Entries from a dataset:
══════
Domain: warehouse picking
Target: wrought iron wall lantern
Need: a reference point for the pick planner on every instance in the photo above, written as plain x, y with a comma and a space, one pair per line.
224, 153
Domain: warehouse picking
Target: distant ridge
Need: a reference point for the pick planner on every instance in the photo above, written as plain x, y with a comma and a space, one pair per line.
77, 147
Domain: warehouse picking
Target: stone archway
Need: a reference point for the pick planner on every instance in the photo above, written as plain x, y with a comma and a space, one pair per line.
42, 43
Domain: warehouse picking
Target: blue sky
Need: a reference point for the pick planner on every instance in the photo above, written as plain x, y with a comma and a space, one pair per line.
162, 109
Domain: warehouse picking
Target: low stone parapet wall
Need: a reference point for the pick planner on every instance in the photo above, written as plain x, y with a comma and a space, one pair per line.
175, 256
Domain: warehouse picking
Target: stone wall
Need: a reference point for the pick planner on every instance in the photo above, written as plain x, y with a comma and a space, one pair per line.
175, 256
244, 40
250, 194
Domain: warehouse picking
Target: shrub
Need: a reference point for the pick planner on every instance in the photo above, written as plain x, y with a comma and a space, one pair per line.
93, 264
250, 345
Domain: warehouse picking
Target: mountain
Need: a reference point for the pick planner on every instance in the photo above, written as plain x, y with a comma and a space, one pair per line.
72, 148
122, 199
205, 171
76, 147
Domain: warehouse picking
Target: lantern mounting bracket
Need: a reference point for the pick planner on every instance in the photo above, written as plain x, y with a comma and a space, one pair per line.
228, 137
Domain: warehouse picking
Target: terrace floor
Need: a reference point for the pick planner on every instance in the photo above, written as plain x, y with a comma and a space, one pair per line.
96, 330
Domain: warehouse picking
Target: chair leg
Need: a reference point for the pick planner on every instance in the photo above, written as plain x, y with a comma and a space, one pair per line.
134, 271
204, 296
══════
#### [WHAT IS BEING ASKED]
Reproduce the material above without altering a single character.

#### [EXPECTED ANSWER]
Domain: warehouse picking
Target: wrought iron wall lantern
Need: a reference point for the pick planner on every instance in the photo above, written as plain x, y with a comma and a space, one pair per line.
224, 153
Domain: warehouse picking
Target: distant ridge
Need: a reference point for the pick planner on every instance in the photo above, written as plain x, y with a comma and a space, one pair per line.
77, 147
Domain: warehouse picking
Target: stone archway
Need: a reference point for the pick planner on every instance in the photo above, written as plain x, y with a comma and a space, one pair per line.
42, 43
Domain: warehouse picking
Target: blue sky
Need: a reference point for the pick planner on every instance in the photo above, written as plain x, y with a comma and a space, one pair per line.
162, 109
Domain: warehouse picking
Target: low stone parapet wall
Need: a reference point for the pick planner on every instance in the photo above, written as plain x, y with a comma and a space, one pair per line.
175, 256
Domain: warehouse picking
Target: stone wall
Need: a reference point for the pick planner on every instance in the photo above, written as plain x, y with a comma and a space, one pair per line.
175, 256
244, 40
250, 194
Domain: warehouse picking
Target: shrub
Need: a reference point for the pick planner on every instance in the photo above, written as plain x, y with a comma and a space, one pair per line.
93, 264
250, 345
Domain: warehouse picking
Target: mountain
Need: a reference point for the pick planner on every instance in the photo above, written as plain x, y with a comma and a space, one pair per line.
72, 148
122, 199
205, 171
76, 147
Domain: warehouse picking
Target: lantern mounting bracket
Need: a reference point for the pick planner on every instance in the photo above, written as plain x, y with a comma and a space, one pair per line.
228, 137
Domain: warehouse picking
Target: terrace floor
Need: a reference point for the pick planner on every instance in the photo above, written as plain x, y with a comma and a space, one pair per line.
96, 330
Domain: warehouse picking
Target: chair leg
Need: a reference point for the pick planner on every instance in the photo above, written as plain x, y with a comma and a space, one pair per line.
134, 271
204, 296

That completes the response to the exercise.